* Do this: Copy the lines of the listing below exactly, beginning with the line that contains "of the coastal" and continuing through the final line of the listing.

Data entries
---
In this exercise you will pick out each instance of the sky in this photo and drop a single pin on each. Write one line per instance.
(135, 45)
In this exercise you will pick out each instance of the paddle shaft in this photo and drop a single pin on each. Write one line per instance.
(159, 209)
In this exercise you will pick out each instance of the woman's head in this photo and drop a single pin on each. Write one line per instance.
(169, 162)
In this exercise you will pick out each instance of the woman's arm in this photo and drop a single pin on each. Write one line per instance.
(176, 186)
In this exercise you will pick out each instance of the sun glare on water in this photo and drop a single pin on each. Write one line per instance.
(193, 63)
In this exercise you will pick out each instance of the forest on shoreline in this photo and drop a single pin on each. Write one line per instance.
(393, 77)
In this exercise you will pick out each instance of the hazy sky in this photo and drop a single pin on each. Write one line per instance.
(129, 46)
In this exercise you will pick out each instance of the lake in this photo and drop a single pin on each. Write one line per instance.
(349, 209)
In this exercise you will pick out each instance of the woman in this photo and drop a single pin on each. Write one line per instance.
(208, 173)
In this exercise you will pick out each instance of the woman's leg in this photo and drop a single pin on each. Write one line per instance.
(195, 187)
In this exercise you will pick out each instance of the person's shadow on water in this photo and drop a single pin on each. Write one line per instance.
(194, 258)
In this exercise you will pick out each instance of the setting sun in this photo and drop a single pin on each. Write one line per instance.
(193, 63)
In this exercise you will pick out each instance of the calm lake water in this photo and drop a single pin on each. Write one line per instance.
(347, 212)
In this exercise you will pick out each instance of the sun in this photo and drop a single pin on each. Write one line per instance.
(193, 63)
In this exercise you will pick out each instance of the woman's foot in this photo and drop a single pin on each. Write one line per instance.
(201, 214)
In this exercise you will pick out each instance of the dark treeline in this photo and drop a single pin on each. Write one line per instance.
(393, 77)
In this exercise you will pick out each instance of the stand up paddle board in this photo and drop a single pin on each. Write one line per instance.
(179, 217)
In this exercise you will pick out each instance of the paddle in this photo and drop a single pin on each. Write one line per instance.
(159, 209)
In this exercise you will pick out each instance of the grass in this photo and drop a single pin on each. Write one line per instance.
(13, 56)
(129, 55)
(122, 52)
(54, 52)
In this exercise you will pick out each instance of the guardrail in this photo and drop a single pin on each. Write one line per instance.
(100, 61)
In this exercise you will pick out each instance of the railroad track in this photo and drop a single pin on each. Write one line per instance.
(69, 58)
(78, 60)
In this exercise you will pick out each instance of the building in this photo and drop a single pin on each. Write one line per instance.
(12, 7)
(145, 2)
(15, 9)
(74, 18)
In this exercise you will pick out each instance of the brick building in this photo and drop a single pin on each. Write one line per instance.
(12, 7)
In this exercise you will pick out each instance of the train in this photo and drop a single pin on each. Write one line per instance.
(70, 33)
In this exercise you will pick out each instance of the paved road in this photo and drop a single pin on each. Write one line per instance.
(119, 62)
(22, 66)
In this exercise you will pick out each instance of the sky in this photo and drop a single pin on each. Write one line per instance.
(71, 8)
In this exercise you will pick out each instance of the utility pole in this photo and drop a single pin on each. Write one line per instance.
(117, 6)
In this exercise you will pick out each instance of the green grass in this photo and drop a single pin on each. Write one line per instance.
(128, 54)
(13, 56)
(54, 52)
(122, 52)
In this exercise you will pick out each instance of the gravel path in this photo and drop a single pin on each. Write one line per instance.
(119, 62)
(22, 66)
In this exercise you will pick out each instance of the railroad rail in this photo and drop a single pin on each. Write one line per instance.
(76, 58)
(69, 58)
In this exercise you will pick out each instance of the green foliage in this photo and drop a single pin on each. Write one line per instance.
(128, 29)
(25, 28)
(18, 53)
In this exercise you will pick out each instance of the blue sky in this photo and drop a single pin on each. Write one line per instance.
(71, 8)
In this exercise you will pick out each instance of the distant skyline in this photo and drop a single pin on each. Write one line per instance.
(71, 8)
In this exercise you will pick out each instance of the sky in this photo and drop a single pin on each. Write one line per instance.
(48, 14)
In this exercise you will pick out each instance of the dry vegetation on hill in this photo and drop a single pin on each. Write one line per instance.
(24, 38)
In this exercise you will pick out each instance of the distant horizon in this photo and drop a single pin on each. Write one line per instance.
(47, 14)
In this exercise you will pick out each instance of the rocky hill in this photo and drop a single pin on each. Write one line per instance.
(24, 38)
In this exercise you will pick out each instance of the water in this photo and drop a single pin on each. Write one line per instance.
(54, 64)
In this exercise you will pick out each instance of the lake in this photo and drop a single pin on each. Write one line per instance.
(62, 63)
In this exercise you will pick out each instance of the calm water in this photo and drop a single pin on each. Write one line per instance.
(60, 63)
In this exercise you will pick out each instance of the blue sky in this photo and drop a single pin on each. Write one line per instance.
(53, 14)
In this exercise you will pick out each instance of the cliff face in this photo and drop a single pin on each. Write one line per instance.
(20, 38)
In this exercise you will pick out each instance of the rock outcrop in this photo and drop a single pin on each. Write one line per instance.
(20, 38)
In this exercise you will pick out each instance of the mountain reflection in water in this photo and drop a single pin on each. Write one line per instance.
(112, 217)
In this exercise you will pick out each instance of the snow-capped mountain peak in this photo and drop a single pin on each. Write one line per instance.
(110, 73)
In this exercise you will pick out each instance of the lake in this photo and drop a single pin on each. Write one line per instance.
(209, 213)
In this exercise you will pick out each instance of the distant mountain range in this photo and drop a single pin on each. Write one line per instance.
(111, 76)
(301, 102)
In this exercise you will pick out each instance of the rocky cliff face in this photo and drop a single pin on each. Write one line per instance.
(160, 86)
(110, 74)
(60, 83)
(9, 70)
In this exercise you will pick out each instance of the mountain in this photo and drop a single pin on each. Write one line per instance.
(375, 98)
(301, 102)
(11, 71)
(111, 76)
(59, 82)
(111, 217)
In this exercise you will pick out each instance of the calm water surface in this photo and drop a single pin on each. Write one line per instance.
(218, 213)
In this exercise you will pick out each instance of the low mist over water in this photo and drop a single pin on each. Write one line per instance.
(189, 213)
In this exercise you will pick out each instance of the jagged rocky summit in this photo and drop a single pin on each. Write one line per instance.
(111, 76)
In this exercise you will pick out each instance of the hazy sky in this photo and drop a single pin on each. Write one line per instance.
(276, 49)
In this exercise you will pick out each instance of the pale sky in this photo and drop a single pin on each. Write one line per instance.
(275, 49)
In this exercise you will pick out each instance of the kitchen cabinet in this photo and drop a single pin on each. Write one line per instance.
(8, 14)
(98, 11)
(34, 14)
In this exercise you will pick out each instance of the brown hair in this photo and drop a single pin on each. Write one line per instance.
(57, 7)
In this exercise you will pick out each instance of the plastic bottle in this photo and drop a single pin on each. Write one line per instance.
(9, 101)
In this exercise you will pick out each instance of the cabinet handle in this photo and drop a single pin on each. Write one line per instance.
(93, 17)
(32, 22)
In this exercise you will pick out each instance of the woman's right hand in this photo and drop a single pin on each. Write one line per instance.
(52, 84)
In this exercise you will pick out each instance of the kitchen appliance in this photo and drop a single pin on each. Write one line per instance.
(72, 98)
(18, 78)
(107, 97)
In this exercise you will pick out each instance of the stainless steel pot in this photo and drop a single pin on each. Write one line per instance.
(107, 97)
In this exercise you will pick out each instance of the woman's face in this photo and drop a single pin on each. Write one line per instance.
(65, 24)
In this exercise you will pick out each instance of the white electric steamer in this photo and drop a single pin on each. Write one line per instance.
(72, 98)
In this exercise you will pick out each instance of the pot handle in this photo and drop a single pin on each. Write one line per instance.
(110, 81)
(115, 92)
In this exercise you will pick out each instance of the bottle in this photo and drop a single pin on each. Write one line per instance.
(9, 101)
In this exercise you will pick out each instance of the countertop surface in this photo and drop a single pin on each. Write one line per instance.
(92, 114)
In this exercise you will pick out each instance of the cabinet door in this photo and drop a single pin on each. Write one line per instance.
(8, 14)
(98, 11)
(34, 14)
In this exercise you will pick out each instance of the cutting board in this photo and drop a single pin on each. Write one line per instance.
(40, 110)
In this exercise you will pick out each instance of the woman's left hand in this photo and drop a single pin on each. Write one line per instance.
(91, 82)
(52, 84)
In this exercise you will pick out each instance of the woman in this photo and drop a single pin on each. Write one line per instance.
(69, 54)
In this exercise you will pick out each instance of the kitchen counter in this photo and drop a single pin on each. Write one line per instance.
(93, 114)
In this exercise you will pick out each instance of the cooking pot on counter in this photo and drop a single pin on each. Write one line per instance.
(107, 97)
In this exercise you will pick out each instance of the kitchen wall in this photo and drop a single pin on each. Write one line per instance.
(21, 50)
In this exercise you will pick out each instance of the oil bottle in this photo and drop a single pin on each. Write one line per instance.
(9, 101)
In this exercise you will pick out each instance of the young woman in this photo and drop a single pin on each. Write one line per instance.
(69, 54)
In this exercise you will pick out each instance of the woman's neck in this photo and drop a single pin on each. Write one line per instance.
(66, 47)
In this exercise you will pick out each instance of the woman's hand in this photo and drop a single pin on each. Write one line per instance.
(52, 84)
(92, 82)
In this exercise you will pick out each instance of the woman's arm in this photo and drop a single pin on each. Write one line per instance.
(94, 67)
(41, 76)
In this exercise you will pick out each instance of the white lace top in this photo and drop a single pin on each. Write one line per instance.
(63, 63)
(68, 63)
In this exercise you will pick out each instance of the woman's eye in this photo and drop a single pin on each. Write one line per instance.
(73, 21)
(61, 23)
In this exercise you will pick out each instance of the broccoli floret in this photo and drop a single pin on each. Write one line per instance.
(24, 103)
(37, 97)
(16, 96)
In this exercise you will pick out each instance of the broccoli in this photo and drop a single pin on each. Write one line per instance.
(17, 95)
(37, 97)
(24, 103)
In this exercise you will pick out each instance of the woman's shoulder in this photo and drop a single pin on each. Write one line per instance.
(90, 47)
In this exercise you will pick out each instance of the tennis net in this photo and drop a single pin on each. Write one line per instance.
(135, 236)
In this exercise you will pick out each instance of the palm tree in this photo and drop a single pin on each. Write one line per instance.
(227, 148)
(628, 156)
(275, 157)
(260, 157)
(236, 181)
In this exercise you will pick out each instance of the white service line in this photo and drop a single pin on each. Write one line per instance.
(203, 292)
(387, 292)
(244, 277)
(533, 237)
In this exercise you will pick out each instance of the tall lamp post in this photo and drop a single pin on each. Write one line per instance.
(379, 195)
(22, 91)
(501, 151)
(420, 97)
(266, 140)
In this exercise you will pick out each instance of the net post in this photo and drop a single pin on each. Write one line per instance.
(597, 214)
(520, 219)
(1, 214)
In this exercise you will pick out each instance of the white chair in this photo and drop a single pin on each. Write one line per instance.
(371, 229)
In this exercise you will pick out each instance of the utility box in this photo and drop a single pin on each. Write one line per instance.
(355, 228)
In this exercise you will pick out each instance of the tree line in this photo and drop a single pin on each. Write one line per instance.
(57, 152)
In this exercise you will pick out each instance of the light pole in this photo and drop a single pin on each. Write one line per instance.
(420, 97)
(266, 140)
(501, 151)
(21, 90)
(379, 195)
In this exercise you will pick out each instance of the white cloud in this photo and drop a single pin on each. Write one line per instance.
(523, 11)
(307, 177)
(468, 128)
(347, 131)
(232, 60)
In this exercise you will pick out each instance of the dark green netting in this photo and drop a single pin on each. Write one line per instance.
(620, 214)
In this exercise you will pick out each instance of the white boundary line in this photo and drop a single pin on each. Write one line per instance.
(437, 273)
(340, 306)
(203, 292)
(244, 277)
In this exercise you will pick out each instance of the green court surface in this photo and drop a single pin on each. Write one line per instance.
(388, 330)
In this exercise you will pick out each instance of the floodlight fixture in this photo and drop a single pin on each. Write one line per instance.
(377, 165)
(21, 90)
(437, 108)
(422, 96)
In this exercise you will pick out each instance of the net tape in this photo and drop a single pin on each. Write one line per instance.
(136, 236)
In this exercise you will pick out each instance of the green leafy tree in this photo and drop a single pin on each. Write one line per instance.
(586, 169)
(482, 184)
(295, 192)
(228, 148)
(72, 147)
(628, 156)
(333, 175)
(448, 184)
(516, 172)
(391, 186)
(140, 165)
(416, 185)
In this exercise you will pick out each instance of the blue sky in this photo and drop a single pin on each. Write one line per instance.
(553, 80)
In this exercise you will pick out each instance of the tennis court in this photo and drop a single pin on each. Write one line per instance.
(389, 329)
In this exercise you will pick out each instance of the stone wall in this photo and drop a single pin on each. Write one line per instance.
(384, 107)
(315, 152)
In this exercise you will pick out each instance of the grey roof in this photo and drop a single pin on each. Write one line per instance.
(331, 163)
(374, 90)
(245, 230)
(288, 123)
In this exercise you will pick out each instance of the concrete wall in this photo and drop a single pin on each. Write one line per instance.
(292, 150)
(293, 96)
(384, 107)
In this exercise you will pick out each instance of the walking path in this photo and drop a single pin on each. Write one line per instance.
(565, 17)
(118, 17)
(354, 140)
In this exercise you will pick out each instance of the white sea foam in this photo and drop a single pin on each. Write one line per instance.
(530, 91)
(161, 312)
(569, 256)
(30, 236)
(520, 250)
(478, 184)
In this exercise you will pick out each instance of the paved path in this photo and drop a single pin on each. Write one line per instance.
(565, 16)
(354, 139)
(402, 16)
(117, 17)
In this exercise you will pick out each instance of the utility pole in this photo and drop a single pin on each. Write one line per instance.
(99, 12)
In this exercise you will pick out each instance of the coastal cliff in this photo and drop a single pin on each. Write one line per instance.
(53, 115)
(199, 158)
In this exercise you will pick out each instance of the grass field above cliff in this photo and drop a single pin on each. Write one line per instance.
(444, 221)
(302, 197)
---
* Finished exercise:
In this exercise you will pick out each instance of the coastal cliff in this photo and drop a single pin on each. Write one line per instance.
(53, 115)
(199, 158)
In this exercise you will pick out each instance of the grass field above cliff in this photo and drop a single pin on each. Write one line per instance.
(444, 221)
(302, 197)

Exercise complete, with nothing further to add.